▶ [SELECTED EXTRACT]
--

<Home>Qualifying Exams><Analysis>Fall 2020 - Problem 4

Fall 2020 - Problem 4

Banach spaces, Hahn-Banach

Let $X$ be a separable Banach space over $\R$ and let $\func{f}{X}{\R}$ be norm-continuous and convex. Suppose that a sequence $\set{x_n}_n$ in $X$ converges weakly to $x \in X$ . Show that

F\p{x} \leq \sup_n F\p{x_n}.

Solution.

--

▶ [RAW DATA]
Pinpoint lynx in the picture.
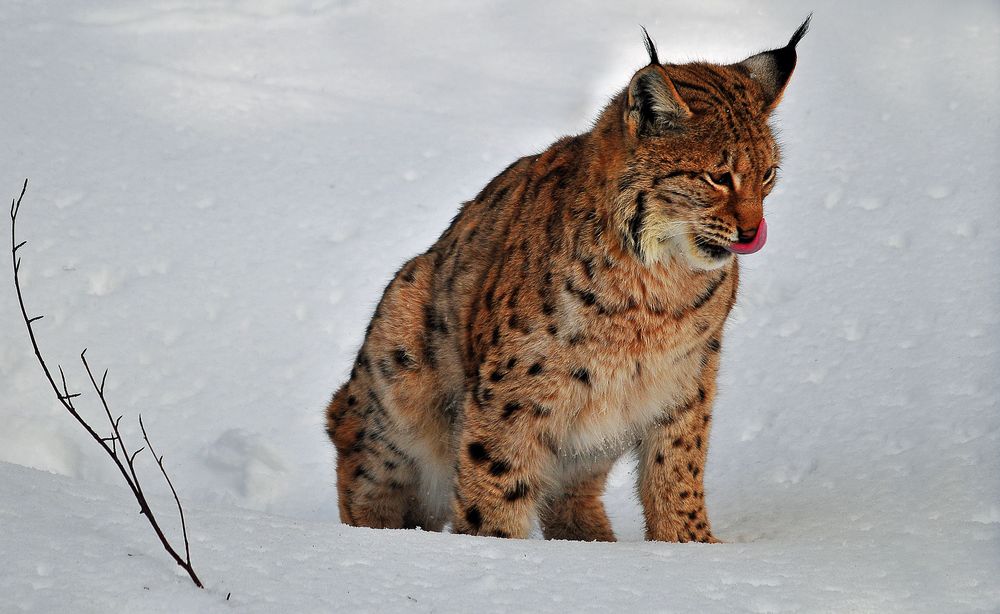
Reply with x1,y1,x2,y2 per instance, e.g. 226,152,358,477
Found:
326,19,809,542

--

Could you carry on the Fall 2020 qualifying-exam problem on convex functions, picking up right after its final line, "Solution."?

▶ [TASK RESULT]
Let $a = \sup_n F\p{x_n}$ , and consider $A = F^{-1}\p{\poc{-\infty, a}}$ . Since $F$ is convex, it follows that $A$ is a convex set: if $y, z \in A$ and $t \in \br{0, 1}$ , then

F\p{ty + \p{1 - t}z} \leq tF\p{y} + \p{1 - t}F\p{z} \leq a,

so $ty + \p{1 - t} \in A$ . Since $F$ is norm-continuous, $A$ is also closed, so by the geometric Hahn-Banach, for any $y \notin A$ , there exists $f \in X^*$ such that $f\p{y} < t \leq f\p{z}$ for any $z \in A$ . Thus, $f^{-1}\p{\p{-\infty, t}} \subseteq A^\comp$ is an open neighborhood of $y$ , so $A$ is weakly closed. Thus, because $x_n \in A$ and $x_n \to x$ weakly, it follows that $x \in A$ , i.e.,

F\p{x} \leq \sup_n F\p{x_n},

which was what we wanted to show.